Written problem:
In the items below, how many lines contain the word "bark"? Case counts; reply with the number only.

◇ ◇ ◇ ◇

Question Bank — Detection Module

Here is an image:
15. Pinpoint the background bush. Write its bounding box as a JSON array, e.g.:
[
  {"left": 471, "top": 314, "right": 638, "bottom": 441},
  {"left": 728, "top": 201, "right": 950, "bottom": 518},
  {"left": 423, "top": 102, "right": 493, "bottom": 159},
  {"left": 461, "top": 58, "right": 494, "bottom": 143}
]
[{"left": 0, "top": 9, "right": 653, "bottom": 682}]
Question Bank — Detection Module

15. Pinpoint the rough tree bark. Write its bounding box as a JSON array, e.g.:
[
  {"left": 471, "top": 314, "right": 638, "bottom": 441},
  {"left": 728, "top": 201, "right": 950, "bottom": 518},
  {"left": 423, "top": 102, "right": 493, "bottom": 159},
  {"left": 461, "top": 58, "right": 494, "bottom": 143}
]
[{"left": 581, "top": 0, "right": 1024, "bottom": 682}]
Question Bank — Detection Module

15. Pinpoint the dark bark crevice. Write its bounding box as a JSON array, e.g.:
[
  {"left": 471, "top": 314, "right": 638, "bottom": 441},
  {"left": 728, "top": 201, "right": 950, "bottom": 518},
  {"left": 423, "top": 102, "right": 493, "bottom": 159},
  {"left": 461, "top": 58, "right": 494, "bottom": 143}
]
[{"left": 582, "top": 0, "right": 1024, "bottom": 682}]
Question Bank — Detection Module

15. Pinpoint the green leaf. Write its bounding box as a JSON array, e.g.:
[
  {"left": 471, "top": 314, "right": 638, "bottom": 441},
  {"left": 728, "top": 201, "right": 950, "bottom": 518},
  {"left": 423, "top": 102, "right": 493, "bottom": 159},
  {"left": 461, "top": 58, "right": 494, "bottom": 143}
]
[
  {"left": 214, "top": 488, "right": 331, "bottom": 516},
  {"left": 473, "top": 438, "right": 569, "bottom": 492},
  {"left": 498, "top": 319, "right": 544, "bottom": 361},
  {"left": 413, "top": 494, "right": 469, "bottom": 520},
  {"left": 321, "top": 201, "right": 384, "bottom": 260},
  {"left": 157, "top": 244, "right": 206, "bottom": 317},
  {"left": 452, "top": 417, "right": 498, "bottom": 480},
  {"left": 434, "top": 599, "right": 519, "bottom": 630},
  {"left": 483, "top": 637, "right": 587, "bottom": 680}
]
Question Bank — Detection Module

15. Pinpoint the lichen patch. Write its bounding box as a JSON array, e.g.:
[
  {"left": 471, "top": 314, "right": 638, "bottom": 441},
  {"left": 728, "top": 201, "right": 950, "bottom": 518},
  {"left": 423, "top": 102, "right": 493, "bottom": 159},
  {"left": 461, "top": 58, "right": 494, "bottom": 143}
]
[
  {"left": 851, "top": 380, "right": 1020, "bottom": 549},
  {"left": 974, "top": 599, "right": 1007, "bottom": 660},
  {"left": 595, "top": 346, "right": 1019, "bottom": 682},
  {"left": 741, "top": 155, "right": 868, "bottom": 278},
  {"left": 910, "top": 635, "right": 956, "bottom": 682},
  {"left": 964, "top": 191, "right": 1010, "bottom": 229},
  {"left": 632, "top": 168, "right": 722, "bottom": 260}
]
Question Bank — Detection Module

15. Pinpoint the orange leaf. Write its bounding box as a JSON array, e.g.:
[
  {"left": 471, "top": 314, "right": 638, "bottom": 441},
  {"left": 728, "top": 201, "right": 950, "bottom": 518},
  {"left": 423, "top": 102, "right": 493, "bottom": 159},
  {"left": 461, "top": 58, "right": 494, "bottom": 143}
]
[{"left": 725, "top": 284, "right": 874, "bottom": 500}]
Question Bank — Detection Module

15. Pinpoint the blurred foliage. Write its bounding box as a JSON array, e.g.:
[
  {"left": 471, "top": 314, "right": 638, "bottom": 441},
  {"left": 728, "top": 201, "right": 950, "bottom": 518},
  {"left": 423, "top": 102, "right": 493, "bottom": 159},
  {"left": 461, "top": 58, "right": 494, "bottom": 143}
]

◇ ◇ ◇ ◇

Result below:
2